- [WHAT IS BEING ASKED]: The expected answer holds every line from the first line of the data below through the line containing "What to detect: tree trunk", exactly as written, and no other line.

- [LISTED ENTRIES]:
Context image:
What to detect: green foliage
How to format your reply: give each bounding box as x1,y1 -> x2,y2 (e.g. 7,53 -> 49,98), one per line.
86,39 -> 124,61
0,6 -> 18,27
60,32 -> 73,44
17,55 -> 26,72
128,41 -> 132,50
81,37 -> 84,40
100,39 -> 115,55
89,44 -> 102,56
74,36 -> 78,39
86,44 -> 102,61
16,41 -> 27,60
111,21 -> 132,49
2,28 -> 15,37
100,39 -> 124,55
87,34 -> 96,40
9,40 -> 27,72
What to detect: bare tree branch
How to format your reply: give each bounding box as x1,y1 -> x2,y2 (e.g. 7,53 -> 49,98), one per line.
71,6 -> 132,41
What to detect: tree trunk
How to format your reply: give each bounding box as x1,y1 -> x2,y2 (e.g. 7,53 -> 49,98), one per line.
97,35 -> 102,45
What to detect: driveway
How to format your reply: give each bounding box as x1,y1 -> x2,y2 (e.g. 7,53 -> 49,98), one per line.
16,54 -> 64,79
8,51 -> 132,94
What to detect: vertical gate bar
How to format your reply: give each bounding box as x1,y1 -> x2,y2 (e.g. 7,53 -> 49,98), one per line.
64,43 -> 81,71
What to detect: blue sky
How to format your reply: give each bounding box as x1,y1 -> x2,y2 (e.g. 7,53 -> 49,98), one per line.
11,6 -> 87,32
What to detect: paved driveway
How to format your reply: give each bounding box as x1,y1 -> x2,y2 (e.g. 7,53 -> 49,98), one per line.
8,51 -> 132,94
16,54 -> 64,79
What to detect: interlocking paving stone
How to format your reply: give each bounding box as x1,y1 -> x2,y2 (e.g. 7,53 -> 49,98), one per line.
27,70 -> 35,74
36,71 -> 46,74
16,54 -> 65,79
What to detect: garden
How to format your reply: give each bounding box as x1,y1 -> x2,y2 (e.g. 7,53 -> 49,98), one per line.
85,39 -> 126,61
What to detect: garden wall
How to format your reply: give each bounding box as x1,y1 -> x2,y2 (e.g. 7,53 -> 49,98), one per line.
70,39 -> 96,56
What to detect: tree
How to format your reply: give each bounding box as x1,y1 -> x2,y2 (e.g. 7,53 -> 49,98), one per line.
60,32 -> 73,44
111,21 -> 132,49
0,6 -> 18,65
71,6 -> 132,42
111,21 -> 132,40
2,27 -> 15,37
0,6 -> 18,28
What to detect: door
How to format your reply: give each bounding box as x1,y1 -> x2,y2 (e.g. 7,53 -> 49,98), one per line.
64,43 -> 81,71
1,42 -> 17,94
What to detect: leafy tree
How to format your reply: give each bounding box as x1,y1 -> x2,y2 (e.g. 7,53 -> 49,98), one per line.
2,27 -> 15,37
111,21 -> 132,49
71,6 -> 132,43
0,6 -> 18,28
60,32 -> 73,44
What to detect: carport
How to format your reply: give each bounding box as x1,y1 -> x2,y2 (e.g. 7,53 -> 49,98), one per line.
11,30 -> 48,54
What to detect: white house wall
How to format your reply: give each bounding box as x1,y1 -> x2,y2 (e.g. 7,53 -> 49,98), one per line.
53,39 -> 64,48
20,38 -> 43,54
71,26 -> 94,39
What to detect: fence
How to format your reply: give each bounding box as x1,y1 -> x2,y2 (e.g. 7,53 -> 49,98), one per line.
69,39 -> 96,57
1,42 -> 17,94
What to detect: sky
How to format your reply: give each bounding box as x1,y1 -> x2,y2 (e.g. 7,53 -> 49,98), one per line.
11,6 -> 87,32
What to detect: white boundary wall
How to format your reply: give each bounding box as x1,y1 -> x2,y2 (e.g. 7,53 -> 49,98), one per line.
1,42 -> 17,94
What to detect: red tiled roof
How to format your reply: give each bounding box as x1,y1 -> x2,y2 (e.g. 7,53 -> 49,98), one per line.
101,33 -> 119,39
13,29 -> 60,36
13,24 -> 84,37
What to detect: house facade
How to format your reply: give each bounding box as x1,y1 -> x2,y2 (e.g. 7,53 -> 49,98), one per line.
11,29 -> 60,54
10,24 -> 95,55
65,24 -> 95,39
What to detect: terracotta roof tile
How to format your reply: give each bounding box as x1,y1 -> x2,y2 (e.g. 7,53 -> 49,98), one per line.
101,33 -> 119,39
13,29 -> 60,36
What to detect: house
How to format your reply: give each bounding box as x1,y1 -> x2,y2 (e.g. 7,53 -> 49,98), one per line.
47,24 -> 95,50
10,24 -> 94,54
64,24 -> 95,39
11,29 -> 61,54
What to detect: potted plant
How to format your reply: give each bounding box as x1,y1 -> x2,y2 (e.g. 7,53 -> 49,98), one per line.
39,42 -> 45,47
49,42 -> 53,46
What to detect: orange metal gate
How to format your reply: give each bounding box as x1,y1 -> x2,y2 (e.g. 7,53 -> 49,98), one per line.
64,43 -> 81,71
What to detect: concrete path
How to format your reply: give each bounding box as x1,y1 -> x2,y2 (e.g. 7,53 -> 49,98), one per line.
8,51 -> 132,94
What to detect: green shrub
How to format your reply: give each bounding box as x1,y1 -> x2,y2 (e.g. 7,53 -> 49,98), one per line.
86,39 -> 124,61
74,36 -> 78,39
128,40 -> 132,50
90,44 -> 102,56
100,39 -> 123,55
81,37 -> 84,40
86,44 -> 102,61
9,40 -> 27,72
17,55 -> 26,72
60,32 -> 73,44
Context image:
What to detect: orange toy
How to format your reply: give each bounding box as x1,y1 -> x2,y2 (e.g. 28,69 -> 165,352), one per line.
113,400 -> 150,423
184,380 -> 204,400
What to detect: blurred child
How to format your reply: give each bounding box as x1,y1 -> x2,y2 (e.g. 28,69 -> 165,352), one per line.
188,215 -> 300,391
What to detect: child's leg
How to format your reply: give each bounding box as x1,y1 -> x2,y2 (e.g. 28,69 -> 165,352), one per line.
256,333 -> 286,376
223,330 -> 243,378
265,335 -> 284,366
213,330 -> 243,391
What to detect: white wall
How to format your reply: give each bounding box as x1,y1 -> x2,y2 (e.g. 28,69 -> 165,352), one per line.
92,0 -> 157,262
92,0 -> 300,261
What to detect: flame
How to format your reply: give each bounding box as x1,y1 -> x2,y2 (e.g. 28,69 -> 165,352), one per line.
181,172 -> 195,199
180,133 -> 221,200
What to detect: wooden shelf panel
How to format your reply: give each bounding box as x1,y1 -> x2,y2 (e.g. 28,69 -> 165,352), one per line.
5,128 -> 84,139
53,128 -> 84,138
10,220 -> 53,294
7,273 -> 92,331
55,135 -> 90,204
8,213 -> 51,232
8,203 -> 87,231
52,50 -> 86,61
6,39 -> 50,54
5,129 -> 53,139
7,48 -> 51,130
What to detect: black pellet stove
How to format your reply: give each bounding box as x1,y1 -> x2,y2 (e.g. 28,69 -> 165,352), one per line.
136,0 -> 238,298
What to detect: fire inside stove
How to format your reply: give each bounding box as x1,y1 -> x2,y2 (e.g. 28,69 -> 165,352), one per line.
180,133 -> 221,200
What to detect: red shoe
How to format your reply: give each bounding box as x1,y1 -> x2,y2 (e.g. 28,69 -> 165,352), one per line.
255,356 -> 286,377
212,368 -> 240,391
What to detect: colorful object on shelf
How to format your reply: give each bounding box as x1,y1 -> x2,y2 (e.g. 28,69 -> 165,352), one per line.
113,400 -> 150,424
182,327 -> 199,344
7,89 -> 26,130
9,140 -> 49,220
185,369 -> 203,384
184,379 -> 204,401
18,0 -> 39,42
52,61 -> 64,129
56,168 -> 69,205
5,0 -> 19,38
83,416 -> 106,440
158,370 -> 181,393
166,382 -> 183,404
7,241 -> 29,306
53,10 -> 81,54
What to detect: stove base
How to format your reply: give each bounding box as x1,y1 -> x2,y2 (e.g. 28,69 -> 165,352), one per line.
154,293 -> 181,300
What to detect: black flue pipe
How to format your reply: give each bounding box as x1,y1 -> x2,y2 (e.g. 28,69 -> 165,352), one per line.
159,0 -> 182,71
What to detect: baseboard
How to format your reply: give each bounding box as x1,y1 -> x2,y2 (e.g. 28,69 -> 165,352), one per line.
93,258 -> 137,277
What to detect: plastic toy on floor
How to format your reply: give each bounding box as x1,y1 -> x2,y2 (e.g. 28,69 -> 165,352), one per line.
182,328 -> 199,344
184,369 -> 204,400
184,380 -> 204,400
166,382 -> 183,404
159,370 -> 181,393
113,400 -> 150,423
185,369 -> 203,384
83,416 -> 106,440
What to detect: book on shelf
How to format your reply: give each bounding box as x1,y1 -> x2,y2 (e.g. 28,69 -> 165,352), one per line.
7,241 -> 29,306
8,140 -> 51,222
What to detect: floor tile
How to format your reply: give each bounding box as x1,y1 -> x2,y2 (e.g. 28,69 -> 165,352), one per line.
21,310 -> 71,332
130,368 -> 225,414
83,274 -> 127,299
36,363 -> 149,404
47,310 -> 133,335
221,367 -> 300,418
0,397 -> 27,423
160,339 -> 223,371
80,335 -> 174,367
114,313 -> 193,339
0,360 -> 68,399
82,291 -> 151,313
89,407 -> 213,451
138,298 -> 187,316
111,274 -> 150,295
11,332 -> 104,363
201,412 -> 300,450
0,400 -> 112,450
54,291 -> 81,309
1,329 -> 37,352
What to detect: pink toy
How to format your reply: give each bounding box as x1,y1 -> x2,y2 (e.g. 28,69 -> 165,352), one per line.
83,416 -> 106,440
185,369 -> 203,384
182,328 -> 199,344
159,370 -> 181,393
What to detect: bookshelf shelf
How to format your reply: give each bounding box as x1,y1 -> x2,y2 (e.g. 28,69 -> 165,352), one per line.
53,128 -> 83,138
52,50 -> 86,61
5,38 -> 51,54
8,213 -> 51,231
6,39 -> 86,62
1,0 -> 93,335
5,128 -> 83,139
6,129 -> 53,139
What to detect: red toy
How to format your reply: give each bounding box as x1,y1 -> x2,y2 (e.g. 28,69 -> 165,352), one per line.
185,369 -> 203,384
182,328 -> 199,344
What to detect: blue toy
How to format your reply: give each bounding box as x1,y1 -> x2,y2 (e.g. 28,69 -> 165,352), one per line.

- [OUTPUT BELOW]:
Context image:
What to detect: green foliage
How to format your reply: give each bounding box as x1,y1 -> x2,y2 (e.g. 7,53 -> 49,98), one per line.
86,39 -> 124,61
0,6 -> 18,27
60,32 -> 73,44
17,55 -> 26,72
128,41 -> 132,50
81,37 -> 84,40
100,39 -> 115,55
89,44 -> 102,56
74,36 -> 78,39
86,44 -> 102,61
16,41 -> 27,60
111,21 -> 132,49
2,28 -> 15,37
100,39 -> 124,55
87,34 -> 96,40
9,40 -> 27,72
What to detect: bare tree branch
How to format your reply: give each bounding box as x1,y1 -> x2,y2 (e.g. 7,53 -> 49,98), one per line.
71,6 -> 132,41
What to detect: tree trunk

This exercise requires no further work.